*Tarea asignada A*
Resume en dos oraciones el texto sobre la exageración en el discurso populista.
*Tarea asignada B*
Continúa el texto sobre la exageración en el discurso populista a partir de su última oración.
___ Texto seleccionado ___
El discurso del populista viene en múltiples variaciones, pero hay un elemento que lo caracteriza siempre: la exageración, la narrativa populista abulta y engrandece.
La hipérbole es una figura retórica que consiste en disminuir o aumentar una circunstancia, relato o noticia. El discurso populista recurre al lenguaje inflado para crear teatralidad con tono conversacional simplificando asuntos complejos. Así aumenta su alcance, haciendo accesible su recepción, pero también cae en la mentira con facilidad.
Como lo escribiera Trump en su libro, THe Art of the Deal, “…juego con las fantasías de la gente (…) quienes no piensan siempre que son grandes, pero se excitan con aquellos que si lo hacen”. Y afirma luego: ”La gente quiere creer que algo es lo más grande y espectacular. Yo llamo a esto la hipérbole verdadera”, tras la supuesta verdad exagerada resulta fácil ocultar la mentira o disfrazarla de metáfora o de sentido figurado.
Este discurso busca quebrar las fronteras del sentido común, transgrediendo lo habitualmente aceptado y rechaza las instituciones establecidas, en paroxismo antisistémico contra la élites políticas.
La diatriba de los salvadores mágicos se endereza contra la prensa, los jueces, los mecanismos de control de la acción administrativa, busca degradar, humillar y deshonrar al adversario, sin reconocer límites internos o externos al emisor de la prédica, en un salto al vacío de desbordes verbales y conceptuales.
El poder adquiere una dimensión grotesca, extravagante, estrafalaria y estrambótica, el lenguaje en superlativo es la tónica omnipresente, todo es hito histórico. La racionalidad discursiva desaparece, así como la capacidad de matizar sus afirmaciones, es un discurso excéntrico, carece de centro, de columna vertebral, hoy afirma una cosa, mañana lo opuesto, el paraíso de los mentirosos. Evade citar fuentes concretas y acude al “se dice…”, lo que permite no tomar responsabilidad personal por sus desmesuradas expresiones.
La locuacidad populista es enemiga de la evaluación, de sopesar argumentos y carece de apoyos lógicos para fundamentar una verborrea desbordada. La incapacidad de matizar la argumentación lleva a la entronización del absolutismo verbal, es un discurso incapaz de acudir a las distinciones o a las gradaciones, va acompañado por el contubernio con la mentira.
___ Registros de datos ___
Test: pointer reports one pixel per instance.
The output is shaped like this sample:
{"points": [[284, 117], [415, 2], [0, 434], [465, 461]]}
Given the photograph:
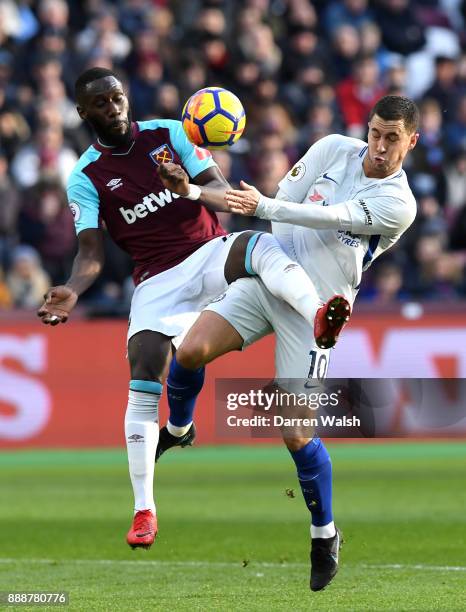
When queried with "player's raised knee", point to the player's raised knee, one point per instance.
{"points": [[295, 443], [193, 353]]}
___
*Respuesta redactada A*
El discurso populista se caracteriza siempre por la exageración y recurre a la hipérbole para simplificar asuntos complejos, lo que amplía su alcance pero lo hace caer con facilidad en la mentira. Además, rechaza las instituciones establecidas, ataca a la prensa y a los jueces, y emplea un lenguaje superlativo y contradictorio, incapaz de matizar y asociado a la mentira.

*Respuesta redactada B*
El engrandecimiento del emisor es blanco o negro, solo admite dos actores: amigos o enemigos, su lógica se fundamenta en una visión de la política como guerra, similar a la del teórico nazi Carl Schmitt o la visión leninista de la lucha de clases.
La negociación o las cesiones son inexistentes en estas diarreas verbales, no se hace concesión alguna al interlocutor o al adversario, se burlan de la coherencia y del principio de no contradicción. La falsedad es el alma del discurso del populista.
El sermón logra recepción gracias a la atracción que ejerce lo negativo sobre las audiencias. Enfatizar en el Apocalipsis, el desplome, la corrupción de los otros y el derrumbamiento de todo es una de sus pilares de apoyo. Satanizar las instituciones de la democracia permite que crezca la nostalgia por una edad de oro supuestamente desaparecida.
La demonización del presente sorprende al ciudadano, lo deja pasmado, y así resulta más fácil el posicionamiento del salvador, de un mesías que traerá el maná del cielo, bajo la forma de nuevas repúblicas, nuevas constituciones o grandezas desaparecidas (Make America Great Again).
La razón discursiva experimenta grandes dificultades para resistir al poder de la exageración que se brinca las cadenas de causa–efecto y afirma cualquier cosa con carácter de universal, pasando por encima, sin pudor alguno, de las normas establecidas por la experiencia colectiva.
La ausencia de una estructura argumentativa se apoya casi siempre en el recurso a la insinuación, lo que permite un amplio espacio para dar forma al significado y a interpretaciones imprecisas que desembocan en falsedades y falacias.
Otra técnica del discurso populista es la paralipsis, una figura literaria que consiste en declarar que se omite o pasa por alto algo, cuando de hecho se aprovecha la ocasión para llamar la atención sobre ello (por ejemplo, «no entraré a valorar su desastrosa gestión»)
La perorata populista se inscribe en la crisis de representación que viven las democracias y hace que la transgresión sea muy atractiva, pues toca la actual disfuncionalidad de esta. Los iluminados sacan réditos de sus encendidos ataques y no como modelos de conducta, el malcriado domina la escena con su grosería.
Otro de los síntomas del showman es su gusto por la revancha contra quienes se opongan a sus delirios y lanza contra ellos, sin inhibición alguna, el resentimiento de los muchos, en una época de incertidumbre y cambio global, donde todo lo establecido se tambalea.
El bufón agita las pasiones dominantes, niega las verdades y justifica las agresiones geopolíticas. Lo único cierto es la incertidumbre y ante la imprevisibilidad del momento histórico, transforma la política en pura emoción cultivando las pasiones más bajas, obsesionado con el castigo y la venganza.
El desprecio por las ciencias es un elemento de su lenguaje, del que surgen los antivacunas, el negacionismo del cambio climático, el racismo y la misoginia.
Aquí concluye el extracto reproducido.